### PROVIDED RECORDS

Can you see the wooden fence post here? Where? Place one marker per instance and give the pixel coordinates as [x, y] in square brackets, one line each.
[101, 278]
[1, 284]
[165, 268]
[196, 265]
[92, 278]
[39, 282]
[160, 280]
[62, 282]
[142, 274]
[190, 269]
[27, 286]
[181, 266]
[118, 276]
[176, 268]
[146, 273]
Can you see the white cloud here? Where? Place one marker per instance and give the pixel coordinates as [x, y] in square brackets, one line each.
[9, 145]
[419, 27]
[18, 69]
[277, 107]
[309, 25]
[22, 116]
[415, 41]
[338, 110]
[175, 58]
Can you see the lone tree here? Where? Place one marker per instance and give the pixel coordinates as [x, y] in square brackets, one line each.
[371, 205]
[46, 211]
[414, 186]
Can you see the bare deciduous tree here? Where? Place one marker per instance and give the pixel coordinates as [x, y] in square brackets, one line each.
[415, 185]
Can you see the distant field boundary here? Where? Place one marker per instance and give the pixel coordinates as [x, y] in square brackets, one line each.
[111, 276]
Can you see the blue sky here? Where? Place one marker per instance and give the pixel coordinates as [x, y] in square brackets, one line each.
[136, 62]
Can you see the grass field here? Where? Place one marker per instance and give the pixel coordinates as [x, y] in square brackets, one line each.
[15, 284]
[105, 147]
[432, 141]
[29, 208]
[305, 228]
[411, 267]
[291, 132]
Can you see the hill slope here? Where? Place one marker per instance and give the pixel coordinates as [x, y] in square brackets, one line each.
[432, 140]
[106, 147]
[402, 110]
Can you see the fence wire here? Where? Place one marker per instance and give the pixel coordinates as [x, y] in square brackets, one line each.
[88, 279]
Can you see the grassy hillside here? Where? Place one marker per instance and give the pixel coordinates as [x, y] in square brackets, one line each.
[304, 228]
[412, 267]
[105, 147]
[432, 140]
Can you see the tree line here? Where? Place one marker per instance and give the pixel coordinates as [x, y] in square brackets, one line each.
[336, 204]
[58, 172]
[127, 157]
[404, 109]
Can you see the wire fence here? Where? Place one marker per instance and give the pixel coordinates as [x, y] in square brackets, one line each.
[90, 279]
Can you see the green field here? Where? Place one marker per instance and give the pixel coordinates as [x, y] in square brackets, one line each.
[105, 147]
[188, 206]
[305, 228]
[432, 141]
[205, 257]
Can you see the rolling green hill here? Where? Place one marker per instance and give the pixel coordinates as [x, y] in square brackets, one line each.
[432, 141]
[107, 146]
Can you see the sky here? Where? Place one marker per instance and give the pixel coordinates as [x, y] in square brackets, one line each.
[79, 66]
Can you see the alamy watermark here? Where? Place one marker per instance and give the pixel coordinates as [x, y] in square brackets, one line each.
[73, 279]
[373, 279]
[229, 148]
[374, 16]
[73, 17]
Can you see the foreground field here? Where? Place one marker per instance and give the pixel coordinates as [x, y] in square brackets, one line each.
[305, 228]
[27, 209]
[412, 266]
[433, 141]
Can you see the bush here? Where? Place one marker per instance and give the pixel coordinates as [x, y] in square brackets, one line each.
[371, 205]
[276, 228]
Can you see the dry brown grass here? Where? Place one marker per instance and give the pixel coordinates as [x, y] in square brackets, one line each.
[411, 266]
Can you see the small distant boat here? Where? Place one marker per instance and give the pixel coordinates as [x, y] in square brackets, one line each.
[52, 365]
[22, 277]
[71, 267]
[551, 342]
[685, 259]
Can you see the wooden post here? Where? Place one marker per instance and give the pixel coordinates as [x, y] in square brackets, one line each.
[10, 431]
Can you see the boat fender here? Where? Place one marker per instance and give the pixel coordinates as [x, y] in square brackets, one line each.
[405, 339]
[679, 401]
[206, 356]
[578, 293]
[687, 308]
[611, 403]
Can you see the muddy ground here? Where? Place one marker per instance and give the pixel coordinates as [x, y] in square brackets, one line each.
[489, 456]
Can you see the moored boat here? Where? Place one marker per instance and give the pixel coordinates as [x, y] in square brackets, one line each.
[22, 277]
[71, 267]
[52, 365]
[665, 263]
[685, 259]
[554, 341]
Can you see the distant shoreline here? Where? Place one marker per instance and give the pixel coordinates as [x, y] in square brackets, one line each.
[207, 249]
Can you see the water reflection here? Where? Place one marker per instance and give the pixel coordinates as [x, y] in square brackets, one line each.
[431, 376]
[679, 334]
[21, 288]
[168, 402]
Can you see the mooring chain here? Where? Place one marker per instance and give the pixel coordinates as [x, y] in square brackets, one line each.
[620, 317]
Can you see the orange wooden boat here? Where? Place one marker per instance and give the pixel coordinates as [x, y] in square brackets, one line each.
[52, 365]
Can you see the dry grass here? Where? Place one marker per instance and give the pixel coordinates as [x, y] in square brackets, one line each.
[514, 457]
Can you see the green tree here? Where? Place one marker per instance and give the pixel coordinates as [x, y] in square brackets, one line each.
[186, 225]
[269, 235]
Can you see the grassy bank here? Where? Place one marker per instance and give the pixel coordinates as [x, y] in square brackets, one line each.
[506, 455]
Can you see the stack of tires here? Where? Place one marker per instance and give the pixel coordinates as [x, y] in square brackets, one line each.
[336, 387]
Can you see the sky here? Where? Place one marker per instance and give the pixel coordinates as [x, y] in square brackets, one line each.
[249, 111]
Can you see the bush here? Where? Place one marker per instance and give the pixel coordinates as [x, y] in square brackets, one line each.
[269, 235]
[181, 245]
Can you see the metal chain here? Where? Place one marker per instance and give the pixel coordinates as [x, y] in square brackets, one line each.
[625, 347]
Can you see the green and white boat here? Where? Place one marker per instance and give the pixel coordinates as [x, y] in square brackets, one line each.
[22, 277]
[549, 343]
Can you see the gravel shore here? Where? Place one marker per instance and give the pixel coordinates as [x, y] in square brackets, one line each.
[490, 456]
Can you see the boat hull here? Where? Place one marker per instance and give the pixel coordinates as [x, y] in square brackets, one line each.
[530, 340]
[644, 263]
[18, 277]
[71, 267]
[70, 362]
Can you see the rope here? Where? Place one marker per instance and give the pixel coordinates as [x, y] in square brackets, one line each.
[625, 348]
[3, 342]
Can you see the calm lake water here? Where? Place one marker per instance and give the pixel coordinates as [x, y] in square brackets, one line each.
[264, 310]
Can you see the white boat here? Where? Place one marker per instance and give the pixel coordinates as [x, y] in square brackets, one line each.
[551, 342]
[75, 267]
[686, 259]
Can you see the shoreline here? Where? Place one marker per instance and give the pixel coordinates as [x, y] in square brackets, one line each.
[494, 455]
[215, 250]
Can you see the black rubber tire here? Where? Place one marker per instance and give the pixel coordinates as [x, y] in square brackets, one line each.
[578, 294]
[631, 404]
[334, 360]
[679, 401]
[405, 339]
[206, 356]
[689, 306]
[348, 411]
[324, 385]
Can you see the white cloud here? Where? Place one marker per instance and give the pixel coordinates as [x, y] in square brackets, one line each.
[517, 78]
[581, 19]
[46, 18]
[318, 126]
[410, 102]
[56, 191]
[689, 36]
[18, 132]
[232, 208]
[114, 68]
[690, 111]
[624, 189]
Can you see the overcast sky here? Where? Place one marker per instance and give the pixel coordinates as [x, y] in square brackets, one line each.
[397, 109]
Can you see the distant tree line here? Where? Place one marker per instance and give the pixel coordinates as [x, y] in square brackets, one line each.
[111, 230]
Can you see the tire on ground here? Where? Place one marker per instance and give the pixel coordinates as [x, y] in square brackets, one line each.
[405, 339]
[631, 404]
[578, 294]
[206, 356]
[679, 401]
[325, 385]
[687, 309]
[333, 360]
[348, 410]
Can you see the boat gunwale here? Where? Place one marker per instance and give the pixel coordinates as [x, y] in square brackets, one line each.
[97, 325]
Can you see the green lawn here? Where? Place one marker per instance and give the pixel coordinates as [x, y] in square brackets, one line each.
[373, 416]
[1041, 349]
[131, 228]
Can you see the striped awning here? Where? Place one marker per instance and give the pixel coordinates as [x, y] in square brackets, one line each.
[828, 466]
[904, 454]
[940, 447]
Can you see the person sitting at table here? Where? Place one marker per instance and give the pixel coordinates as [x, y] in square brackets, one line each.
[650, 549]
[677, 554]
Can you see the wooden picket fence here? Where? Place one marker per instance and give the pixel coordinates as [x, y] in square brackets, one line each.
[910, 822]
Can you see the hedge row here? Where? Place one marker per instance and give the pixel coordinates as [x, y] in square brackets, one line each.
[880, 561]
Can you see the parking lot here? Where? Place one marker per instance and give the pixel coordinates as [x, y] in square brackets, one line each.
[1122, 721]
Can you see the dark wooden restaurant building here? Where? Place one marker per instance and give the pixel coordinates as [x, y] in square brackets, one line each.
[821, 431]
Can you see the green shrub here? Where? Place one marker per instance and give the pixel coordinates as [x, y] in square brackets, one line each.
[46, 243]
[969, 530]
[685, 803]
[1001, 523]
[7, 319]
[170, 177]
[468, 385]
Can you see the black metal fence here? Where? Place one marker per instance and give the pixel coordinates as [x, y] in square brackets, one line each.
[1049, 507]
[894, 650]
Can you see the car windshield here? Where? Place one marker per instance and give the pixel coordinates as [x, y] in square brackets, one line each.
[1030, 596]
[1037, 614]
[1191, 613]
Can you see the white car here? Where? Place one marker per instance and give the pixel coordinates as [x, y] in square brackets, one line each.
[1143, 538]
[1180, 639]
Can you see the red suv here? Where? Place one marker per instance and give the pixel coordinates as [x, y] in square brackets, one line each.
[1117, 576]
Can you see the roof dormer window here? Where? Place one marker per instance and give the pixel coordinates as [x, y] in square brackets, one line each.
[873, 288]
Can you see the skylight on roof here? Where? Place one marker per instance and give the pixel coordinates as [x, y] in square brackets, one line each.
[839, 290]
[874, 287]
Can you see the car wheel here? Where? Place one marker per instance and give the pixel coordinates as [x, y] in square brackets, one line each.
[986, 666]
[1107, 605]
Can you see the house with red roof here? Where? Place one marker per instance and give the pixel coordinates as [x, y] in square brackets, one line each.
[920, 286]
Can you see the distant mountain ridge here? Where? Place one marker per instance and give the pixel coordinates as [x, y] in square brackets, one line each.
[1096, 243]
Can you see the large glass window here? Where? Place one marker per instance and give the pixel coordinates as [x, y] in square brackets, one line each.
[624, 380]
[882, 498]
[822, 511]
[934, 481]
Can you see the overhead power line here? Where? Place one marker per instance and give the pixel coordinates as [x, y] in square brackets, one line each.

######

OBJECTIVE:
Repeat, exactly and only, the lines above from the one containing "Can you see the car wheel" through the end of the material.

ANSWER TO THE TASK:
Can you see the car wheel here? Where? Place one marker per instance and give the pixel coordinates as [x, y] in square brackets, one line each.
[986, 666]
[1107, 605]
Can you see the house with red roof here? Where? Place one marker per instance and give the pixel coordinates as [x, y] in square brackets, one line each.
[920, 286]
Can you see the distant mountain ridge here? Where? Place one marker per instance and give the pixel coordinates as [x, y] in square brackets, one line each.
[1096, 243]
Can you see the large glass window here? Where? Place one marker per instance and give the pixel coordinates as [x, y] in square brackets, one line each.
[624, 380]
[882, 498]
[822, 511]
[934, 481]
Can you see the overhead power line here? Where? Place one marker per instance and give the pixel coordinates as [x, y] in square brackets, one line each.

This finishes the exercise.